━━ EXTRACT TO READ ━━
\name{SigTree}
\alias{SigTree}
%- Also NEED an '\alias' for EACH other topic documented here.
\title{
Branches evaluated statistically for tightness with hierarchical clustering.
}
\description{
Description: This function computes tightness statistics, and their corresponding permutation p-values, for branches of a hierarchical tree.
}
\usage{
SigTree(myinput,mystat=c("all","fldc","bldc","fldcc"),
	mymethod="complete",mymetric="euclidean",
	rand.fun=NA,by.block=NA,
	distrib=c("vanilla","Rparallel"),Ptail=TRUE,
	tailmethod="ML",njobs=1)
}
%- maybe also 'usage' for other objects documented here.
\arguments{
  \item{myinput}{
A matrix with rows corresponding to items to be clustered.
}
  \item{mystat}{
A character string specifying the names of statistics to be computed and evaluated for significance. If \code{"all"} is chosen, all statistics and p-values are computed. Otherwise, only the specified statistic and its p-value are computed.
%\code{"fldc"},\code{"bldc"},\code{"fldcc"} are computed based on the parent and children branches' height.
}
  \item{mymethod}{
A character string specifying the linkage method for hierarchical clustering, to be used by the \code{hclust} function. See \code{?hclust} argument \code{method} for method options.
}
  \item{mymetric}{
A character string specifying hierarchical clustering dissimilarity metric.Choices can be correlation based, \code{"pearson"},\code{"kendall"}, or \code{"spearman"}. Choices can also be distance measures to be used by \code{dist} function. See \code{?dist} argument \code{method} for method options.
━━━
━━ GIVEN DATA ━━
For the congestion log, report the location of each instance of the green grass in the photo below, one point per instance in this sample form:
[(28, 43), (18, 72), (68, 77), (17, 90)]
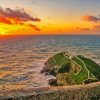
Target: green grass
[(92, 66), (79, 68)]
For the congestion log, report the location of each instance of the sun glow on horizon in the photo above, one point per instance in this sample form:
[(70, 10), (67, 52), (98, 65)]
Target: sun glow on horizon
[(38, 17)]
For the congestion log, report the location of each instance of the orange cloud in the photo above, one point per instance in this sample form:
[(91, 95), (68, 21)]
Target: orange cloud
[(90, 18), (18, 16), (17, 20)]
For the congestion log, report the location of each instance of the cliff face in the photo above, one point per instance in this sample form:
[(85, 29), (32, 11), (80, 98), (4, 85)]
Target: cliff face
[(79, 92), (71, 70)]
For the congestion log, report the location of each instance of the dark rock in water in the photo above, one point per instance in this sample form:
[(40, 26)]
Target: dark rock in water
[(53, 82), (71, 70)]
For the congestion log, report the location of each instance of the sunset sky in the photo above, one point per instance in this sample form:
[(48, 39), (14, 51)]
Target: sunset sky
[(49, 17)]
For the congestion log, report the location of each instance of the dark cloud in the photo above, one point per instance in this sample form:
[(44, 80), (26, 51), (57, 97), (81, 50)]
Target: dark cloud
[(17, 15), (91, 18)]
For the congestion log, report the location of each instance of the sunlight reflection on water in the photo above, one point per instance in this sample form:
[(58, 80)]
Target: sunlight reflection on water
[(22, 58)]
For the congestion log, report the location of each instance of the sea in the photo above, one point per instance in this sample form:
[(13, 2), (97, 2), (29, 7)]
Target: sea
[(23, 57)]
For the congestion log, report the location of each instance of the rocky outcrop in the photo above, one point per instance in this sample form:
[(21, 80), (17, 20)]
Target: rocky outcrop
[(71, 70), (77, 92)]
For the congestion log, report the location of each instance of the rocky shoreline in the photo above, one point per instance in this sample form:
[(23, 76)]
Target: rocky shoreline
[(75, 92)]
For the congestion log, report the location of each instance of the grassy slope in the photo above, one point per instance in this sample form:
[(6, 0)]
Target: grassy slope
[(92, 66), (87, 68)]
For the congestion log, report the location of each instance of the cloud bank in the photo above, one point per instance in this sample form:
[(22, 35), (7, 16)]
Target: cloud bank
[(91, 18)]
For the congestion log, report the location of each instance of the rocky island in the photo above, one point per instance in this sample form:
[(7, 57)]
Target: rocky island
[(71, 70), (72, 77)]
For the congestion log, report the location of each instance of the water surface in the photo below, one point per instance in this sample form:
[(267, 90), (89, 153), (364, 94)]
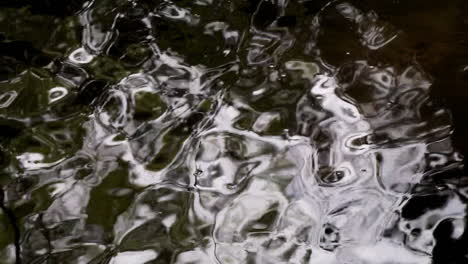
━━━
TASK REQUIREMENTS:
A: According to the SigTree documentation, which function uses the linkage method specified by the mymethod argument?
B: Quote everything in the records from the line containing "of the cloud" down to the end of the records, omitting the pictures.
The SigTree documentation and the records are unrelated to each other.

EXPECTED RESPONSES:
A: The hclust function.

B:
For the congestion log, report the location of each instance of the cloud bank in the photo above, one point per instance in this sample form:
[(22, 35), (7, 16)]
Target: cloud bank
[(91, 18)]
For the congestion log, report the location of each instance of the rocky island in the photo above, one point per instance in this sample form:
[(7, 57)]
Target: rocky island
[(71, 70), (72, 77)]
For the congestion log, report the location of each instance of the water surface in the photo below, one point per instance in this sample form:
[(267, 90), (89, 153), (364, 94)]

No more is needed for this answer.